[[ Recorded data open ]]

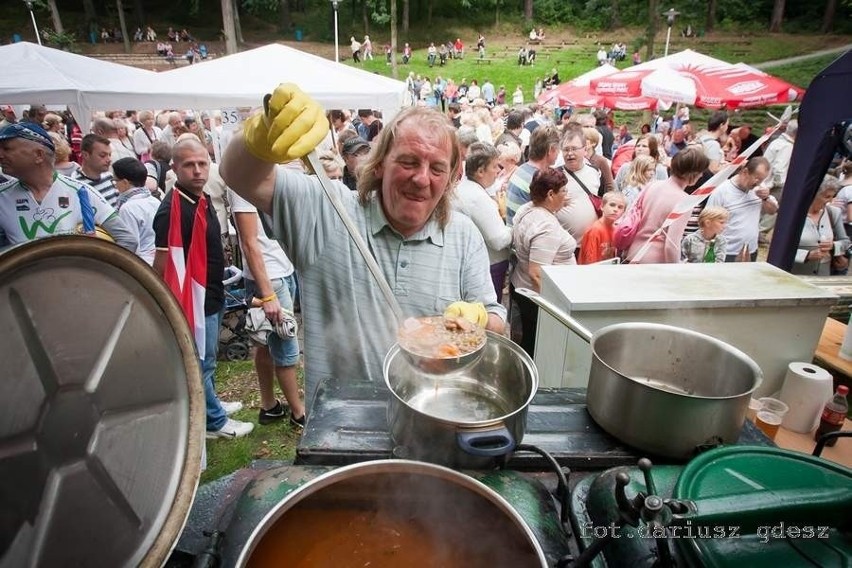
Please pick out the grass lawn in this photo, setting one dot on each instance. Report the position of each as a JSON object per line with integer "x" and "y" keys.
{"x": 277, "y": 441}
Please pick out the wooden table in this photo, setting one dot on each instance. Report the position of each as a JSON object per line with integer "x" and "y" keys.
{"x": 827, "y": 354}
{"x": 841, "y": 452}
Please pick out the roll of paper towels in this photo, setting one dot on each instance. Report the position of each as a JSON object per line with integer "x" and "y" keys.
{"x": 806, "y": 390}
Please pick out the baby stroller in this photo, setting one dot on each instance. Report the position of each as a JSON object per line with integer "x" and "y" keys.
{"x": 234, "y": 342}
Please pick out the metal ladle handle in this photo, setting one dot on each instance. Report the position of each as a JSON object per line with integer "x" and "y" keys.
{"x": 312, "y": 160}
{"x": 556, "y": 312}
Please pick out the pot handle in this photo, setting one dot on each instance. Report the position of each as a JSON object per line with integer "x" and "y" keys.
{"x": 559, "y": 314}
{"x": 493, "y": 443}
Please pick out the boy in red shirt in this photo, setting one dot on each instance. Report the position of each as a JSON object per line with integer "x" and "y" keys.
{"x": 597, "y": 240}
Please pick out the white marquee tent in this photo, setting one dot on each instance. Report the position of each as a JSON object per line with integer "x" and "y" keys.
{"x": 31, "y": 74}
{"x": 243, "y": 78}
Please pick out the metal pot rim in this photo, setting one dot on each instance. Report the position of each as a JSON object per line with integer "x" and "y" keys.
{"x": 468, "y": 425}
{"x": 757, "y": 373}
{"x": 386, "y": 466}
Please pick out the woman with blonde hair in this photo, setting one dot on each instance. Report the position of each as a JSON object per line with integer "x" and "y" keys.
{"x": 53, "y": 123}
{"x": 62, "y": 153}
{"x": 642, "y": 171}
{"x": 145, "y": 135}
{"x": 646, "y": 145}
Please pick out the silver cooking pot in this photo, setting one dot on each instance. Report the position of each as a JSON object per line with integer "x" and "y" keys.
{"x": 463, "y": 419}
{"x": 664, "y": 389}
{"x": 396, "y": 509}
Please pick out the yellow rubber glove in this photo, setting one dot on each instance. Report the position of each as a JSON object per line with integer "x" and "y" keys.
{"x": 291, "y": 125}
{"x": 472, "y": 311}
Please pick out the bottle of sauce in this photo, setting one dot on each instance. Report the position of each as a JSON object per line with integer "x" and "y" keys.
{"x": 833, "y": 414}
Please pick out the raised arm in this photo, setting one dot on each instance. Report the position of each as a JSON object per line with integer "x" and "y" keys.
{"x": 290, "y": 126}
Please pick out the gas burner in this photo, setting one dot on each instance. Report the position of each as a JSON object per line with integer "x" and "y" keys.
{"x": 726, "y": 507}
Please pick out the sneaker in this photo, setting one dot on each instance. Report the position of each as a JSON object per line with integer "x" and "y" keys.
{"x": 231, "y": 429}
{"x": 269, "y": 416}
{"x": 232, "y": 407}
{"x": 297, "y": 422}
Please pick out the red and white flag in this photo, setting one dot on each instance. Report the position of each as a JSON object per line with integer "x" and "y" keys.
{"x": 186, "y": 276}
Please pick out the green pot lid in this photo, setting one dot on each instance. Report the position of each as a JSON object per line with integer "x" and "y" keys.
{"x": 775, "y": 508}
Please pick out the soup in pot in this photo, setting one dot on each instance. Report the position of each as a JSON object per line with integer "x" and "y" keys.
{"x": 439, "y": 337}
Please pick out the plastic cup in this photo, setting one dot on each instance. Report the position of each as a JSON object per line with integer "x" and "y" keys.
{"x": 774, "y": 405}
{"x": 754, "y": 405}
{"x": 770, "y": 415}
{"x": 768, "y": 422}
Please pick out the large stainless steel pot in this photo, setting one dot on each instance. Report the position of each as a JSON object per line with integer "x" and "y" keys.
{"x": 463, "y": 419}
{"x": 456, "y": 519}
{"x": 664, "y": 389}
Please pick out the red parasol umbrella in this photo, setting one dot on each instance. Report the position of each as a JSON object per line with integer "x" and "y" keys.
{"x": 696, "y": 79}
{"x": 577, "y": 93}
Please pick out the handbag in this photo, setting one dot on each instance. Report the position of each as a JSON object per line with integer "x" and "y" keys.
{"x": 595, "y": 199}
{"x": 626, "y": 228}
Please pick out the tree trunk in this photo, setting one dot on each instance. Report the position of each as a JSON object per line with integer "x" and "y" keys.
{"x": 710, "y": 24}
{"x": 615, "y": 19}
{"x": 54, "y": 15}
{"x": 652, "y": 29}
{"x": 406, "y": 9}
{"x": 123, "y": 24}
{"x": 139, "y": 12}
{"x": 228, "y": 26}
{"x": 828, "y": 16}
{"x": 394, "y": 41}
{"x": 238, "y": 27}
{"x": 777, "y": 16}
{"x": 91, "y": 17}
{"x": 284, "y": 20}
{"x": 365, "y": 16}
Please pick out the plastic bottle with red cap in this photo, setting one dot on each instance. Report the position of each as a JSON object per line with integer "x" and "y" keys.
{"x": 833, "y": 414}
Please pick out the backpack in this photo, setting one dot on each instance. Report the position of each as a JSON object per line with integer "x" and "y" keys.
{"x": 625, "y": 231}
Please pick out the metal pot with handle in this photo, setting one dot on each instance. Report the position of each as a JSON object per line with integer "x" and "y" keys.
{"x": 463, "y": 419}
{"x": 664, "y": 389}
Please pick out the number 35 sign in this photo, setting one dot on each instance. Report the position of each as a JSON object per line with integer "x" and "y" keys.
{"x": 233, "y": 117}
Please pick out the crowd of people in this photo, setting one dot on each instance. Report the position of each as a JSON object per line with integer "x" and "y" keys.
{"x": 462, "y": 198}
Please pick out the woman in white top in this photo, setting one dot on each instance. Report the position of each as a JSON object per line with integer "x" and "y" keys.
{"x": 471, "y": 198}
{"x": 823, "y": 244}
{"x": 539, "y": 240}
{"x": 145, "y": 136}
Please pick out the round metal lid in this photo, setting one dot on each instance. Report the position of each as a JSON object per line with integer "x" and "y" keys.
{"x": 101, "y": 408}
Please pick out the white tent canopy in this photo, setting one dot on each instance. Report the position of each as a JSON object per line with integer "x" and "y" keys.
{"x": 243, "y": 78}
{"x": 31, "y": 74}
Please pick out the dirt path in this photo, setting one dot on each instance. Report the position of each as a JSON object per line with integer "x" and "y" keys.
{"x": 800, "y": 58}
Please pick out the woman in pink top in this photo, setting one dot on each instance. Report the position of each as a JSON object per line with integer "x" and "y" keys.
{"x": 658, "y": 200}
{"x": 539, "y": 240}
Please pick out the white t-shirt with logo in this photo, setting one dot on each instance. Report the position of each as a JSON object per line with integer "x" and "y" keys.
{"x": 23, "y": 219}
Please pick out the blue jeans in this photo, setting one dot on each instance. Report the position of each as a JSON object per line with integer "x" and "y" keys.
{"x": 216, "y": 416}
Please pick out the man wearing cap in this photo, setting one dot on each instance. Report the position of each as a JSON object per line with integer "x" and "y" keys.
{"x": 354, "y": 152}
{"x": 41, "y": 202}
{"x": 36, "y": 114}
{"x": 136, "y": 205}
{"x": 8, "y": 115}
{"x": 432, "y": 259}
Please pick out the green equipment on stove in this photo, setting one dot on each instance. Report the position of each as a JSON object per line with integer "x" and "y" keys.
{"x": 733, "y": 506}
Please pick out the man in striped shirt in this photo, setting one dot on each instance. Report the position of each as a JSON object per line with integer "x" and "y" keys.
{"x": 429, "y": 256}
{"x": 96, "y": 157}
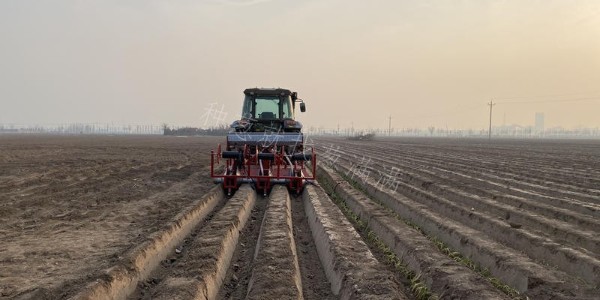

[[ Recorded data closed ]]

Aim of the task
Reproduce all the data as it stands. The pictures are not part of the copy.

Answer to this exercise
Please pick out the grass lawn in this photo, setting one dot on each instance. Report the position of each as a JSON object per line with integer "x" and "y" keys.
{"x": 277, "y": 441}
Please pick out the wooden table in this photo, setting one dot on each instance. Report the position of each as a JSON object per line with integer "x" and "y" keys.
{"x": 827, "y": 354}
{"x": 841, "y": 452}
Please pick out the roll of paper towels in this photo, setting one dot on each instance. Report the position of each as a JSON object per line with integer "x" and "y" keys.
{"x": 806, "y": 390}
Please pick out the baby stroller in this photo, setting one dot on each instance. Report the position of each as a JSON object per line with integer "x" and "y" keys.
{"x": 234, "y": 342}
Please pick out the metal ladle handle in this photo, setting one dot on each instance. Report the position of each as a JSON object per line with integer "x" and "y" keys.
{"x": 312, "y": 160}
{"x": 556, "y": 312}
Please pick out the pot handle in this photo, setting one dot on each instance. Report the position of each as a JSON object per line with integer "x" and "y" keys.
{"x": 559, "y": 314}
{"x": 493, "y": 443}
Please pick out the boy in red shirt in this photo, setting one dot on each instance. Report the position of each as a JSON object per line with integer "x" and "y" keys.
{"x": 597, "y": 240}
Please pick out the white marquee tent in this photo, setting one dot on each instance. Report the position of each as a JSON object per line with integer "x" and "y" keys.
{"x": 31, "y": 74}
{"x": 243, "y": 78}
Please pick out the metal pot rim in this photo, setting one dot on each instance. Report the position of each as a JSON object per line with integer "x" and "y" keys.
{"x": 468, "y": 425}
{"x": 757, "y": 373}
{"x": 386, "y": 466}
Please pick out the woman with blonde hair in this photo, setting one dot on each instance. Report the position of each as a JSON object per line with integer "x" and "y" keys.
{"x": 53, "y": 123}
{"x": 62, "y": 153}
{"x": 642, "y": 171}
{"x": 145, "y": 135}
{"x": 646, "y": 145}
Please pick out the silver cooking pot in this photo, setting one dot on each instance. Report the position of each as a JSON object per line with integer "x" and "y" keys.
{"x": 463, "y": 419}
{"x": 664, "y": 389}
{"x": 396, "y": 509}
Please pick out the yellow rubber glove in this photo, setting one dot on each instance. Report the position of each as a JSON object per line with integer "x" and "y" keys.
{"x": 291, "y": 125}
{"x": 472, "y": 311}
Please pick out the bottle of sauce in this photo, setting one dot on each instance. Report the position of each as a JSON object per line with integer "x" and "y" keys.
{"x": 833, "y": 414}
Please pick out the raised arm in this photo, setting one dot on each instance. Report the position of each as a JSON object per line with integer "x" and "y" keys.
{"x": 290, "y": 126}
Please pick out the gas burner in this photo, setting one dot on each instance. Report the position of each as a JSON object per line with integer "x" and "y" keys.
{"x": 726, "y": 507}
Please pick out the sneaker in this photo, setting one dot on each instance. Report the position of each as a JSON object per line with integer "x" and "y" keys.
{"x": 231, "y": 429}
{"x": 269, "y": 416}
{"x": 232, "y": 407}
{"x": 297, "y": 422}
Please pick out the red and white flag in this photo, setting one dot on each instance. Report the position of each as a JSON object per line with integer "x" and "y" keys.
{"x": 186, "y": 276}
Please pick out the green pot lid in this photo, setting one dot on each instance. Report the position of each as a JSON object per line with integer "x" and "y" keys.
{"x": 775, "y": 508}
Please pick out the soup in pot in this photo, setting one dot on each instance. Report the position of each as a JSON object per line with integer "x" and "y" keys.
{"x": 439, "y": 337}
Please pick out the plastic cup in this photo, setting one dot on each instance. Report the position of each as a JSON object per line with integer "x" and "y" keys.
{"x": 774, "y": 405}
{"x": 754, "y": 405}
{"x": 770, "y": 415}
{"x": 768, "y": 422}
Please pick out the large stainless steel pot in this photo, setting one dot on each instance. Report the position of each as a JSON object per line with integer "x" and "y" keys.
{"x": 463, "y": 419}
{"x": 456, "y": 519}
{"x": 664, "y": 389}
Please pick out the red parasol umbrella in this photo, setting one dot on each instance. Report the position of each as a JSON object per line with integer "x" and "y" keys.
{"x": 696, "y": 79}
{"x": 577, "y": 93}
Please pick out the handbag in this photo, setting one dot on each instance. Report the position of each as a JSON object per line with integer "x" and "y" keys.
{"x": 595, "y": 199}
{"x": 626, "y": 228}
Please pick out the tree trunk in this photo, setting one dot on each instance. Report the position of each as a JSON object per line with integer "x" and "y" keys.
{"x": 710, "y": 24}
{"x": 615, "y": 19}
{"x": 54, "y": 15}
{"x": 652, "y": 29}
{"x": 406, "y": 9}
{"x": 123, "y": 24}
{"x": 139, "y": 12}
{"x": 228, "y": 26}
{"x": 828, "y": 16}
{"x": 394, "y": 41}
{"x": 238, "y": 27}
{"x": 777, "y": 16}
{"x": 91, "y": 17}
{"x": 284, "y": 20}
{"x": 365, "y": 16}
Please pick out the plastic bottle with red cap in this photo, setting one dot on each instance. Report the position of each as a JSON object per line with integer "x" and "y" keys.
{"x": 833, "y": 414}
Please pick out the backpack in this photo, setting one dot on each instance. Report the position of each as a JSON object per line with integer "x" and "y" keys.
{"x": 625, "y": 231}
Please pick out the metal pot with handle in this photo, setting one dot on each instance. Report the position of each as a JSON object per line with integer "x" and "y" keys.
{"x": 463, "y": 419}
{"x": 664, "y": 389}
Please pick out the number 35 sign in this photo, setting one dot on each instance. Report the position of each as a JSON object per line with integer "x" and "y" keys.
{"x": 233, "y": 117}
Please pick out the crowd of people in this photo, setting one dot on each instance. Report the position of each as a JSON object per line with integer "x" and "y" keys.
{"x": 462, "y": 198}
Please pick out the woman in white top in this photo, setting one dot on each instance. Report the position of each as a JSON object per line with integer "x" and "y" keys.
{"x": 471, "y": 198}
{"x": 823, "y": 244}
{"x": 539, "y": 240}
{"x": 145, "y": 136}
Please pick out the round metal lid in this photo, setting one dot on each instance. Report the position of each as a JSON object per line with integer "x" and "y" keys.
{"x": 101, "y": 408}
Please pick out the white tent canopy in this photo, setting one dot on each instance. Report the position of each as a JSON object per line with integer "x" and "y" keys.
{"x": 243, "y": 78}
{"x": 31, "y": 74}
Please pick out the dirt path in this photo, setting one dot on each instance. Report the position of each as a JSON object per line with integer "x" and "y" keys.
{"x": 800, "y": 58}
Please pick out the woman in pink top in this photo, setting one dot on each instance. Report the position of each as a JSON object per line with integer "x" and "y" keys.
{"x": 658, "y": 200}
{"x": 539, "y": 240}
Please pick out the white t-shirt with logo in this photo, setting one dot on each instance. Report the position of each as a JSON object per line with integer "x" and "y" keys.
{"x": 23, "y": 219}
Please pick out the blue jeans in this photo, setting one dot on each instance. Report the position of each as a JSON object per line with integer "x" and "y" keys.
{"x": 216, "y": 416}
Please pick out the man wearing cap in this photo, setting one dot on each instance. Report the position of each as a JSON object per line with integer "x" and "y" keys.
{"x": 354, "y": 152}
{"x": 41, "y": 202}
{"x": 36, "y": 114}
{"x": 136, "y": 205}
{"x": 8, "y": 115}
{"x": 432, "y": 259}
Please pick out the green equipment on stove in this photo, setting one dot on each instance. Report the position of each as a JSON object per line with integer "x" and "y" keys.
{"x": 733, "y": 506}
Please pick out the man in striped shirt in this photo, setting one dot on each instance. Report the position of each as a JSON object per line with integer "x" and "y" keys.
{"x": 429, "y": 256}
{"x": 96, "y": 157}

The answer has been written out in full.